## Fragmento para leer
::::::
El Gobierno va a crear una unidad de prevención contra la violencia machista en el sector cultural. De esta manera, el ministro de Cultura, Ernest Urtasun, cumple lo que prometió en la última gala de los Premios Feroz, donde anunció la puesta en marcha de “un espacio seguro para todas las mujeres”. De inmediato, la “fachosfera” al completo, los tertulianos sedientos de odio de la caverna y las derechas siempre en comandita han salido en tromba para afearle a Urtasun que el anuncio no sea más que una burda campaña de propaganda sanchista horas antes de la ceremonia de entrega de los Goya. “Es una forma de ganarse el aplauso de los titiriteros”, dice un aznarista que recupera aquel concepto de tan nefasto recuerdo.
::::::
## Consigna 1
Responde estas preguntas sobre el fragmento:
(a) ¿Qué va a crear el Gobierno?
(b) ¿En qué gala anunció el ministro de Cultura "un espacio seguro para todas las mujeres"?
(c) ¿Quién afirma que es "una forma de ganarse el aplauso de los titiriteros"?
## Consigna 2
Por favor, transcribe la parte del fragmento que va de "El Gobierno va" a "tan nefasto recuerdo.", ambos incluidos.

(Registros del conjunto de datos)
::::::
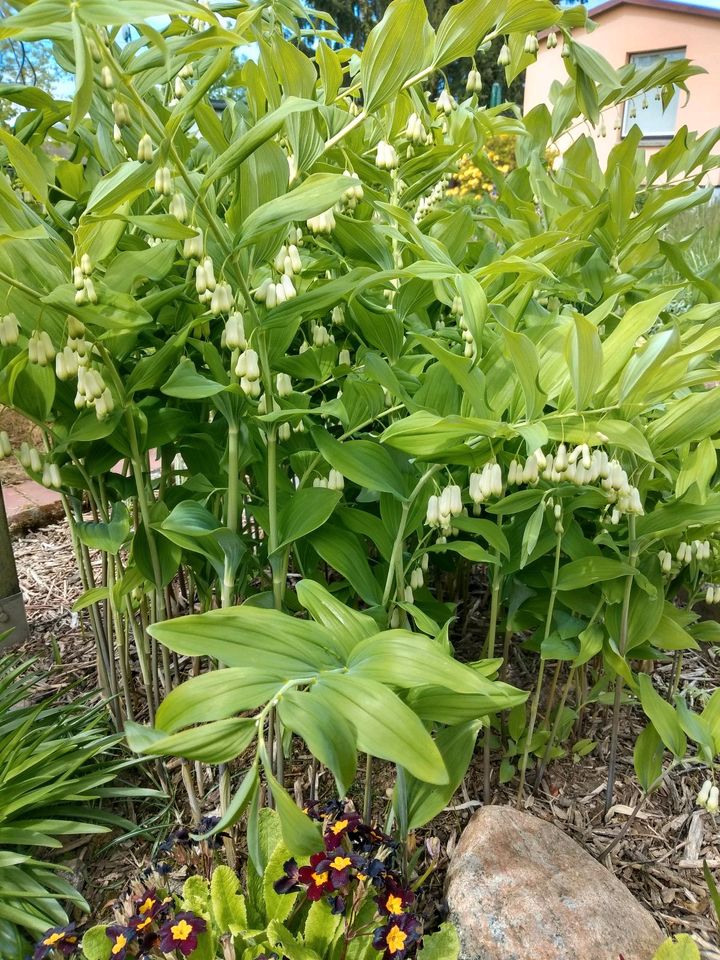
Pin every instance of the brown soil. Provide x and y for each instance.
(659, 857)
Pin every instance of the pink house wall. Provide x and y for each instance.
(628, 29)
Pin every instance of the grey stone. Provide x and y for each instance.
(519, 889)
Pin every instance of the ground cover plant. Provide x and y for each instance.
(298, 396)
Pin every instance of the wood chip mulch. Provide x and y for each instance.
(660, 857)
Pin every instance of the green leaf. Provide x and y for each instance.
(680, 947)
(305, 511)
(301, 835)
(662, 716)
(319, 192)
(384, 725)
(648, 757)
(247, 143)
(345, 553)
(362, 461)
(321, 927)
(456, 745)
(187, 384)
(463, 29)
(396, 49)
(228, 905)
(349, 626)
(215, 742)
(106, 536)
(444, 944)
(584, 358)
(96, 944)
(267, 639)
(26, 164)
(329, 738)
(405, 659)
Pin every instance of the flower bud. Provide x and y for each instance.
(386, 157)
(336, 481)
(193, 246)
(145, 149)
(704, 794)
(235, 332)
(433, 511)
(163, 181)
(178, 208)
(9, 330)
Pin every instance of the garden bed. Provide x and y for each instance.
(659, 858)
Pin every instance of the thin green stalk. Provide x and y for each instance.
(622, 648)
(541, 673)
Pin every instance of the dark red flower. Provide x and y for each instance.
(394, 899)
(289, 882)
(120, 938)
(62, 939)
(316, 877)
(398, 937)
(181, 933)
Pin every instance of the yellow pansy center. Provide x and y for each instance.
(181, 931)
(393, 904)
(120, 944)
(396, 940)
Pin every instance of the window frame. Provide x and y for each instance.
(651, 139)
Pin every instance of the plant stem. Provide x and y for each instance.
(617, 703)
(541, 673)
(490, 653)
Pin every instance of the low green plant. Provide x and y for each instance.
(58, 765)
(347, 901)
(340, 682)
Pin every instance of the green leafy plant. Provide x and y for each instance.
(57, 764)
(280, 349)
(339, 682)
(348, 900)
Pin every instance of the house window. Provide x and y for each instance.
(655, 123)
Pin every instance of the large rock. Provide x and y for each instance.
(519, 888)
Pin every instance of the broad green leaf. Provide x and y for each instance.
(301, 835)
(384, 725)
(331, 739)
(456, 745)
(584, 359)
(305, 511)
(361, 461)
(396, 49)
(662, 716)
(247, 143)
(319, 192)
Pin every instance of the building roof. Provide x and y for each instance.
(669, 5)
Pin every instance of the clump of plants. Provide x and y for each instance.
(348, 899)
(301, 402)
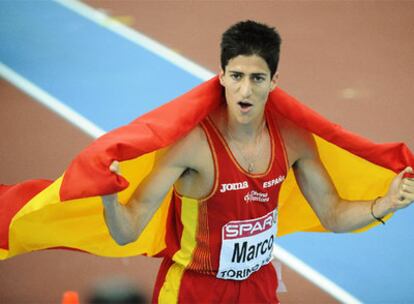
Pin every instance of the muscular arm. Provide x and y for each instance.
(335, 213)
(126, 222)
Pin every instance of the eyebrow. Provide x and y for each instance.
(254, 74)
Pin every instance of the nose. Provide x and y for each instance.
(246, 88)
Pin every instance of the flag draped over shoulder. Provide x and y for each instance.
(68, 213)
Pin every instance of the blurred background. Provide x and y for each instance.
(352, 61)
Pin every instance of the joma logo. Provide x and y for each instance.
(234, 186)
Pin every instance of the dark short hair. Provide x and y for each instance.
(251, 38)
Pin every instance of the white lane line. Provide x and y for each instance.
(138, 38)
(50, 102)
(187, 65)
(312, 275)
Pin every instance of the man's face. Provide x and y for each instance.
(247, 84)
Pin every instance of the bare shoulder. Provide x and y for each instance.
(299, 142)
(188, 151)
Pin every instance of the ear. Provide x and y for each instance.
(274, 81)
(221, 77)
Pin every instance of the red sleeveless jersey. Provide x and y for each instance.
(230, 232)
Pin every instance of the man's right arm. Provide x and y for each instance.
(126, 222)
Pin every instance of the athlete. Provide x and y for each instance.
(226, 174)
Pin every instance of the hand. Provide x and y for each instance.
(401, 192)
(112, 198)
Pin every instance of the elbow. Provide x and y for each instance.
(331, 224)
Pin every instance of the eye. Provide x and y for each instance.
(258, 78)
(236, 76)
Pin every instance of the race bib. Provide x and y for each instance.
(246, 246)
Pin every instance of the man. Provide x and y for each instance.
(227, 173)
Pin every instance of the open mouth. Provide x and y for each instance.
(244, 105)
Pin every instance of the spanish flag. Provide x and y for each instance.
(68, 213)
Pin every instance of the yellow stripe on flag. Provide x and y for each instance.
(345, 168)
(189, 219)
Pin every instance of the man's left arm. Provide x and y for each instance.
(339, 215)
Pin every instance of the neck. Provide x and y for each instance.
(245, 132)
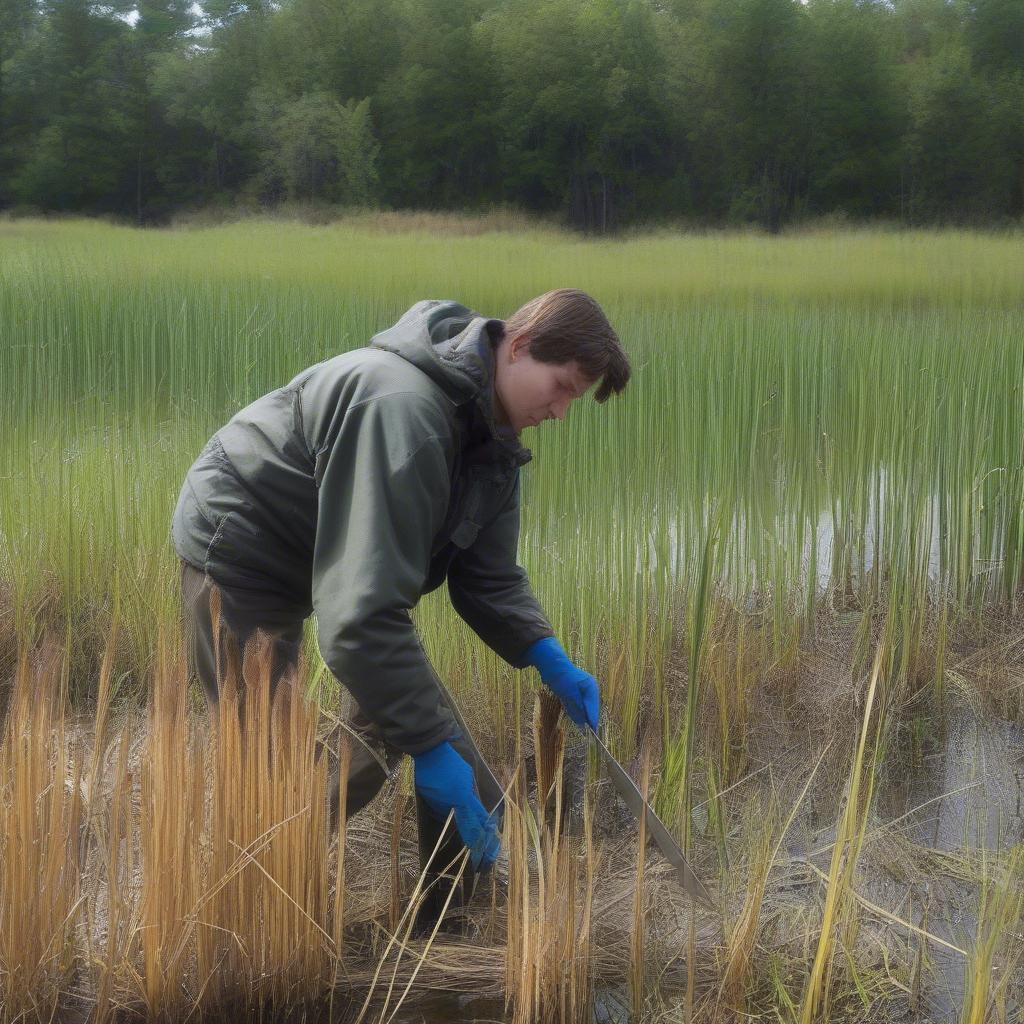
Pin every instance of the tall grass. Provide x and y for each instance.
(40, 816)
(821, 446)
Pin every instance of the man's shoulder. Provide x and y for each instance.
(376, 382)
(371, 373)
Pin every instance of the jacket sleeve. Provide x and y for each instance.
(492, 592)
(383, 496)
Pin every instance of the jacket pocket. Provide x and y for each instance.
(465, 534)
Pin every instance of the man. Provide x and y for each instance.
(368, 481)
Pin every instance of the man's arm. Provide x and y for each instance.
(382, 499)
(491, 591)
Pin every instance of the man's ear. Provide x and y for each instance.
(517, 345)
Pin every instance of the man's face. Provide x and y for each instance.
(529, 391)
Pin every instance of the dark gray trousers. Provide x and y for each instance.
(244, 611)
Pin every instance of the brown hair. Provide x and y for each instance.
(566, 325)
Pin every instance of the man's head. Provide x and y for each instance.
(553, 350)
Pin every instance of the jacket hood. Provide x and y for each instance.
(455, 347)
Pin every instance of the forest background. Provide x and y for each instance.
(598, 114)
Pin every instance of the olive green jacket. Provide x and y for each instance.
(363, 484)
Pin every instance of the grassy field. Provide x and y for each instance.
(796, 541)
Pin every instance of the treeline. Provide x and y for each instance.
(599, 112)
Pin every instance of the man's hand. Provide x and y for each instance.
(444, 780)
(576, 688)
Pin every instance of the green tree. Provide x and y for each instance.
(856, 109)
(75, 75)
(323, 150)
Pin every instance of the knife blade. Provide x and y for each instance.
(633, 799)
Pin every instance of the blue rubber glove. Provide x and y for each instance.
(576, 688)
(444, 780)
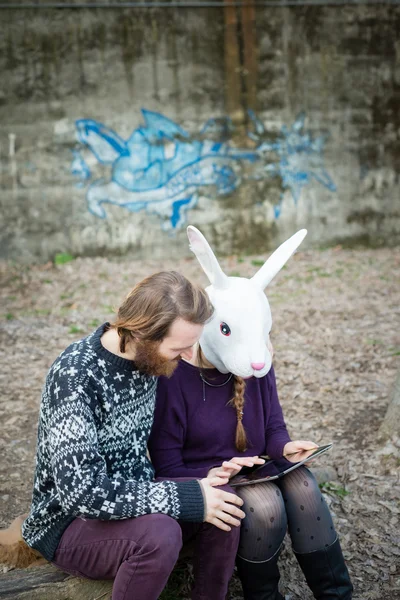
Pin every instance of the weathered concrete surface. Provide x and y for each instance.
(338, 66)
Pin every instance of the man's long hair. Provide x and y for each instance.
(152, 306)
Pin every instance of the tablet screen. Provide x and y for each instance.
(273, 469)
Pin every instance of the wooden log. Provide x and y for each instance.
(48, 583)
(390, 426)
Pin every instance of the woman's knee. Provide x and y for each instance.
(264, 527)
(300, 487)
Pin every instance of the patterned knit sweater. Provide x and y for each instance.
(95, 418)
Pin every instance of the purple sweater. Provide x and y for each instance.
(190, 435)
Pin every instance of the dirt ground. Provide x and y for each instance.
(336, 336)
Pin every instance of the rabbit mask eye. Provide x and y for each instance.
(225, 330)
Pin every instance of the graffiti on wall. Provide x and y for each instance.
(162, 169)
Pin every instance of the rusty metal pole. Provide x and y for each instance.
(250, 54)
(233, 83)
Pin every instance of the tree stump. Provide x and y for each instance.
(390, 426)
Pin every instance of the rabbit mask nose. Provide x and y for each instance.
(257, 366)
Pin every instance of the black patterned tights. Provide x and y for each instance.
(294, 503)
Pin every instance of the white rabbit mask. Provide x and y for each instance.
(235, 339)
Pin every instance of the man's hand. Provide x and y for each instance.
(229, 468)
(298, 450)
(221, 507)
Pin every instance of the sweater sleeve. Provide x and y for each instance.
(276, 432)
(167, 436)
(80, 472)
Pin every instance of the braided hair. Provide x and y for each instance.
(237, 402)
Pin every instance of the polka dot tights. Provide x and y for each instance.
(294, 503)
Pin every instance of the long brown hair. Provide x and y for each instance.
(237, 402)
(149, 310)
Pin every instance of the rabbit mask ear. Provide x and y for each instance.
(277, 259)
(206, 258)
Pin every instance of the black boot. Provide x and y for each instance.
(259, 580)
(326, 573)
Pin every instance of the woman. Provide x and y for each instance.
(222, 402)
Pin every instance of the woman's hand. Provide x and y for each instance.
(298, 450)
(229, 468)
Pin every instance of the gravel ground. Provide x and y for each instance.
(336, 337)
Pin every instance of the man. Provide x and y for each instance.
(96, 510)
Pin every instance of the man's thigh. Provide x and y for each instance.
(96, 549)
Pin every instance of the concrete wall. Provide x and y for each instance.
(120, 126)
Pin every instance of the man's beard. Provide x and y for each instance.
(149, 360)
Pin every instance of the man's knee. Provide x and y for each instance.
(163, 538)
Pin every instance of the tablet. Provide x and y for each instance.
(275, 469)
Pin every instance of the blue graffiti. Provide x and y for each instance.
(80, 169)
(162, 169)
(300, 158)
::::::
## Respuesta 1
(a) Una unidad de prevención contra la violencia machista en el sector cultural.
(b) En la última gala de los Premios Feroz.
(c) Un aznarista.

## Respuesta 2
El Gobierno va a crear una unidad de prevención contra la violencia machista en el sector cultural. De esta manera, el ministro de Cultura, Ernest Urtasun, cumple lo que prometió en la última gala de los Premios Feroz, donde anunció la puesta en marcha de “un espacio seguro para todas las mujeres”. De inmediato, la “fachosfera” al completo, los tertulianos sedientos de odio de la caverna y las derechas siempre en comandita han salido en tromba para afearle a Urtasun que el anuncio no sea más que una burda campaña de propaganda sanchista horas antes de la ceremonia de entrega de los Goya. “Es una forma de ganarse el aplauso de los titiriteros”, dice un aznarista que recupera aquel concepto de tan nefasto recuerdo.